* DIRECTIONS *
(a) Please extract from the mental health demands text the passage from "The presumption at" up to and including "lies about me.", copying it word for word.
(b) Answer these questions from the mental health demands text, one answer per line:
(i) Which two retailers were the only exceptions whose own-brand milk did not come from cows given partially GM feed?
(ii) How many people sit on Mental Health Review Tribunals?
(iii) At which hospital is the writer usually incarcerated?

* STUDY TEXT *

※

The removal of the power of psychiatrists to discharge you from hospital without removing you from a section. On a previous occasion, I was discharged from hospital leaving me on the section for the remaining period of several weeks, so that I had to go back for a ‘ward round’ every week and the slightest thing I did wrong could lead to me going back to hospital (which it did). My current psychiatrist now says that he is inclined to let my six months section elapse, even though I will probably have over four months left to go!
The democratisation of the tribunal system. Patients, their relatives and members of staff should be able to elect members of the Mental Health Review Tribunal, which is currently a quango that chooses all three people who sit on tribunals.
The presumption at tribunals that patients are ‘innocent until proven guilty’. At present, it is the other way round.
The right of patients at tribunals to cross-examine members of staff who have written false statements about us in our notes. At present, statements in my notes are treated as facts, even though some nurses are on the side of big business in the class struggle, and deliberately tell lies about me.
Hot meals three times a day, including porridge for breakfast and a choice of vegetarian/vegan meals for lunch and dinner. The extreme cruelty of the livestock industry means that many patients would switch to a vegetarian diet if they were given the opportunity to try good examples of such food. However, the powers that be would prefer that we feel guilty about the food we eat, so generally provide much higher quantities and choice of meat dishes than vegetarian ones. The better vegetarian options only come in half dishes (a quarter of the quantity of meat dishes) at Manchester Royal Infirmary, where I am usually incarcerated (and am now), and we have sandwiches for lunch (usually none of which are suitable for vegans).
Large quantities of milk from cows that were not given any genetically modified (GM) feed. It was discovered that all supermarkets’ own-brand milk and other dairy products came from cows given partially GM feed – without customers being aware of it – with the sole exceptions of the Co-op and Marks & Spencer. Direct action activists got organised and blockaded every Sainsbury’s depot in the early hours of one morning, attaching themselves to each other with long metal bars which the police could not shift. No Sainsbury’s milk appeared that morning, and as a result, you can buy Cravendale milk, which lasts seven days once opened and tastes nicer. Milk (as long as it is GM-free) is good for you, so enough milk should be supplied to wards, rather than severely rationing it, as often happens.
The scrapping to New Labour's proposed Mental Health Bill, which would allow people to be locked up in psychiatric wards on the basis that they may commit a crime at some point in the future, and would allow former psychiatric patients to be forcibly injected against their will in the community. I have set up a discussion group against this Bill, http://groups.yahoo.com/group/anti-mental-health-bill, to prepare for civil disobedience by mobilising people outside someone’s home when someone is threatened with injection against their will, like with the ‘bailiff busters’ in the mass non-payment campaign that defeated the poll tax.

※

* RAW DATA *
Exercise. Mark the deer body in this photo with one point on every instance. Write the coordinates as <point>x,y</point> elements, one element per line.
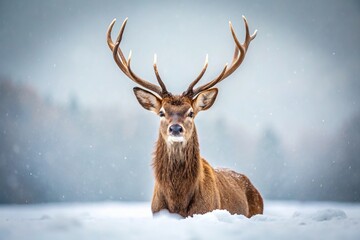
<point>185,183</point>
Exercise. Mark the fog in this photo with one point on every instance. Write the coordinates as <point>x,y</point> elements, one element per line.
<point>72,130</point>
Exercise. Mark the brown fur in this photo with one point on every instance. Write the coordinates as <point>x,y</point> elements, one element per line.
<point>186,184</point>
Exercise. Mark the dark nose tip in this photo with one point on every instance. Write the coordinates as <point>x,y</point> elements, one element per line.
<point>175,129</point>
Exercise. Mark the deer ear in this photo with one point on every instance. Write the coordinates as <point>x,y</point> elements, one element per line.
<point>148,100</point>
<point>205,100</point>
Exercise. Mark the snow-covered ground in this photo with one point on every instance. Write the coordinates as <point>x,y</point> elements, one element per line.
<point>118,220</point>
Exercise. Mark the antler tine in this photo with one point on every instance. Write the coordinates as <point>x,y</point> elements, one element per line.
<point>189,91</point>
<point>241,49</point>
<point>210,84</point>
<point>163,87</point>
<point>125,65</point>
<point>239,55</point>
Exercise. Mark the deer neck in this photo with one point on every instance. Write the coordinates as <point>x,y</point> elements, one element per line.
<point>177,163</point>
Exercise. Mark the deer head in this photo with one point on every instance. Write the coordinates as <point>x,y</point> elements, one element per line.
<point>177,112</point>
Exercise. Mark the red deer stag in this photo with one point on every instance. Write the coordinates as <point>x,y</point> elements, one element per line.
<point>185,183</point>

※

* OUTPUTS IN ORDER *
(a)
The presumption at tribunals that patients are ‘innocent until proven guilty’. At present, it is the other way round.
The right of patients at tribunals to cross-examine members of staff who have written false statements about us in our notes. At present, statements in my notes are treated as facts, even though some nurses are on the side of big business in the class struggle, and deliberately tell lies about me.

(b)
(i) The Co-op and Marks & Spencer
(ii) Three
(iii) Manchester Royal Infirmary